**Tasks to carry out:**
(1) In the garden design comments, how long has John been designing gardens?
(2) Continue the garden design comments from the point where they stop.

**Selected excerpt:**
((

Ahh, Mira! What an amazing idea! I had a professor in school who had use do this for each design. I loved walking on the University’s wild land looking for natural tidbits for my models. The woody structure that holds the Nandina berries looks like a little tree, for example. In addition, I attend “Folk Fest” here in Atlanta every year and one of my favorite art forms there is the little “diorama” boxes that you look into. I never thought to cross the landscape model making into the folk art miniature form but I just made that connection from your comment. It could be a real neat thing to explore!
Mira, funny you mention this…we did a few models like this at GW and they were a lot of fun, but I have not tried any more since. Making models was really helpful in visualizing the designs, but I never considered doing one just for fun….might be a fun project to do with my son!
Hi Mary. Great. If it is any consolation I have been designing gardens for twenty-five years now in projects of all sizes from very small to very large. However, my wife (who is also a garden designer) and I argue – sorry I means discsuss – constantly about what is going to happen in our half-acre plot. As a result, so far (six years at this house) not a lot. Clients always say to me “I bet your garden is amazing”. I never quite know what to say to this and usually come up with some variation on ‘a work in progress…’
Ha! Thanks for the note, John. It’s nice to know that working designers don’t always live in a showplace…in fact sometimes I wonder if designers get burned out doing design on the job and then have no creative energy for their own gardens?

))

**Data extract:**
((

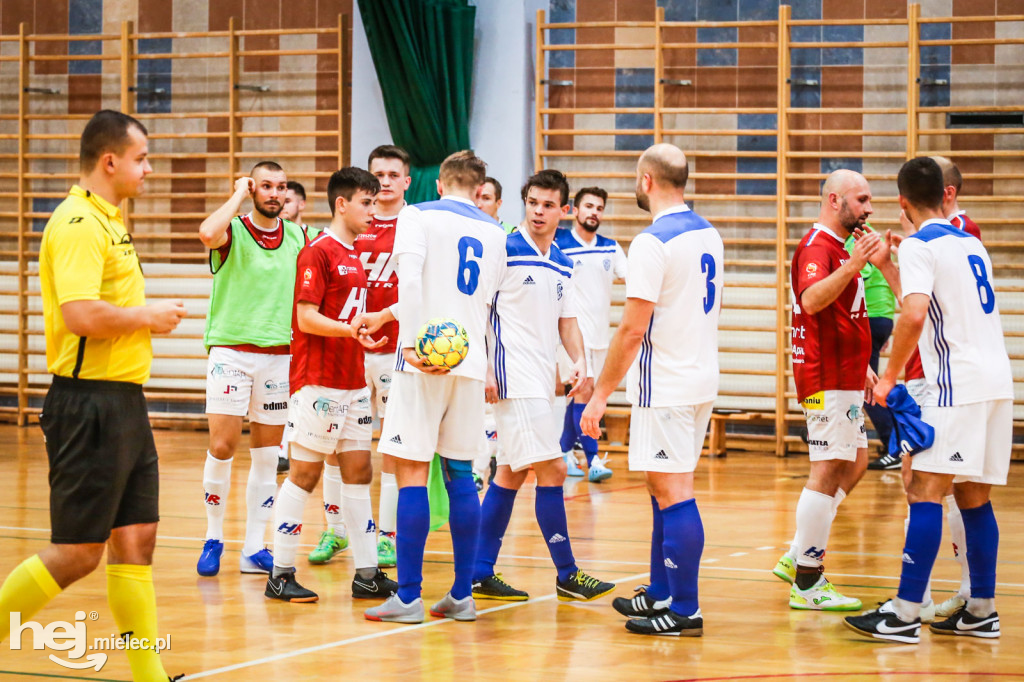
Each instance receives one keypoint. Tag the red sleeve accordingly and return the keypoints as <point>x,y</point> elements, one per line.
<point>812,266</point>
<point>310,275</point>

))

**Solved problems:**
(1) Twenty-five years.

(2)
I usually use the line “the cobbler’s children have no shoes”. It’s not that I burn out on ideas or my own yard, it’s just that as a designer I get spoiled using other people’s money and other people’s labor that I feel stuck with my non-existent budget at home!
I can relate — hence the reason I constantly make imaginary garden mood boards…when I was working full time as a designer it still wasn’t often enough that I could convince someone to live out my fantasies…(I’m not that great of a salesperson). And so you know the grass in not greener on that side of the fence. What to do?
Continue to live in dream land I suppose… but I am excited to have a new cobblestone patio going in later this week — and I am on the hunt for telephone pole tops (I may have to wave down a worker on the street!) to make a rustic/ modern/ perfect-for-my-1940’s-house-in-the-woods arbor to go over the top of it all. These challenges…I have to give them to myself….they keep me very happy.
Wonderful, Rochelle. I love the mood board thing, too, and am happy to live in dreamland….your arbor idea sounds amazing..I hope you can make it happen!
And my client wants bowling balls in the yard! Ooh what a thought!
Seriously, Ida? That actually sounds really fun! How are you going to work them in?
Too bad your spouse doesn’t travel on business…it’s so much easier to sneak in your home-and-garden improvements when the anti-visionary is out of town. You and I seem generally like-minded, but I am going to have to disagree on a couple points here: I prefer voluptuous curves to swoopy, and I wish I had an escarpment.
Ha! Calvin you are so right about the business trips. If my spouse were away, I wouldn’t try to sneak in an affair or anything but I might try to sneak in a few extra Cornus or viburnum. Which would make me feel guiltier?…I don’t know….
Your blog posts are very interesting. I really can’t stop reading them your passion for gardening and landscape design is very evident. Keep the great posts coming.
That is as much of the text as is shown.